# START OF Reading passage
# Rayovac Fusion vs Duracell Quantum vs Energizer Max?



## jwargod (Feb 4, 2017)

Heya, so been giving some flashlights and batteries to friends and coworkers and been giving them suggestion of Ray's Fusion batteries (AAA's to D's) to use for bang for buck. It's been a bit though and after some searching here and on google, could only find old reviews on comparisons. 

Is there any recent reviews/comparisons on the three? Any people's suggestions?

P.S. rechargeable not an option for the types of friends and coworkers I work with.


----------



## Frijid (Feb 4, 2017)

If you're going to get the Energizer's, I would opt for the one's made in Indonesia, since they appear to be re-branded Fujitsu alkalines. They may not be actual Fujitsu's, but they most certainly come from the same FDK plant in Indonesia as Fujitsu alkalines do. I've actually found some Japanese made Energizer Max alkalines, though I've only been able to find them in one store and nowhere else. They too share the similarities (Gritty rough surface on both terminals and a green washer around the negative terminal) of the Indonesian made Energizer's and actual Fujitsu alkalines. FDK does have a plant in Japan (Shizuoka) that manufactures alkalines. The Rayovac Fushion's appear to be good, though I've never used that many of them. I don't trust Duracell's alkalines, though your mileage may vary. If you're looking to see which is best, just buy a couple and do a run time test on them with the lights. And keep in mind that different brands of batteries can test differently in different devices. I've done some run time tests on some devices and have seen instances where cheap Chinese made Sunbeam alkalines that cost 1 dollar for a pack of four, wind up lasting longer in certain devices than American made Energizer's that were like 4 dollars for a pack of four. Evereday Gold is often touted as being the lower tier battery, but I've seen them beat Energizer's and Duracell's in some devices.
# END OF Reading passage
_Problem to solve_
Condense the battery thread above into two sentences.
# START OF Rows
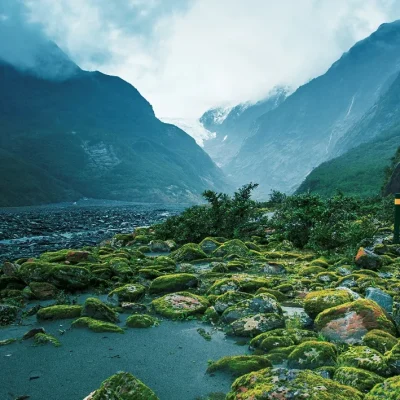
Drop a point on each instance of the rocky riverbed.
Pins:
(30, 231)
(170, 317)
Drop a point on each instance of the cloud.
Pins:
(186, 56)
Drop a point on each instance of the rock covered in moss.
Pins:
(129, 292)
(280, 383)
(229, 299)
(254, 325)
(387, 390)
(357, 378)
(43, 338)
(318, 301)
(379, 340)
(141, 321)
(43, 290)
(159, 246)
(239, 365)
(96, 325)
(59, 312)
(180, 305)
(232, 247)
(349, 322)
(8, 314)
(312, 354)
(173, 283)
(261, 303)
(189, 252)
(209, 244)
(368, 259)
(95, 308)
(365, 358)
(122, 386)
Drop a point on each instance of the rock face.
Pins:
(349, 322)
(122, 386)
(305, 129)
(113, 146)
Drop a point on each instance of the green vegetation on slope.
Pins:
(359, 172)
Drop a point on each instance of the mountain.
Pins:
(66, 133)
(232, 126)
(304, 130)
(372, 141)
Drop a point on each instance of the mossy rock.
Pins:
(278, 295)
(141, 321)
(388, 390)
(262, 303)
(43, 290)
(71, 277)
(379, 340)
(365, 358)
(180, 305)
(239, 365)
(43, 338)
(94, 308)
(8, 314)
(312, 354)
(209, 244)
(229, 299)
(59, 312)
(188, 252)
(289, 384)
(393, 359)
(173, 283)
(254, 325)
(122, 386)
(96, 325)
(357, 378)
(316, 302)
(349, 322)
(232, 247)
(129, 292)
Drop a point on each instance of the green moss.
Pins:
(129, 292)
(295, 385)
(59, 312)
(232, 247)
(379, 340)
(316, 302)
(123, 386)
(388, 390)
(173, 283)
(357, 378)
(180, 305)
(43, 338)
(141, 321)
(312, 354)
(96, 325)
(365, 358)
(94, 308)
(188, 252)
(239, 365)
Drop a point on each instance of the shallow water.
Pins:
(171, 359)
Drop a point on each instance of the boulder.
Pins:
(349, 322)
(122, 386)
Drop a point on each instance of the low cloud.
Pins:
(186, 56)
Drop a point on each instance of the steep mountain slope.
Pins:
(361, 170)
(89, 134)
(302, 132)
(233, 126)
(358, 172)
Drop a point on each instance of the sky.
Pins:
# END OF Rows
_Written response_
A poster who recommends Rayovac Fusion batteries to friends and coworkers asks for recent comparisons of Rayovac Fusion, Duracell Quantum, and Energizer Max, noting that rechargeables are not an option for them. A reply favors Indonesian-made Energizers, which appear to come from the same FDK plant as Fujitsu alkalines, calls the Rayovac Fusions apparently good, distrusts Duracell, and advises running runtime tests in the actual lights because different brands can test differently in different devices.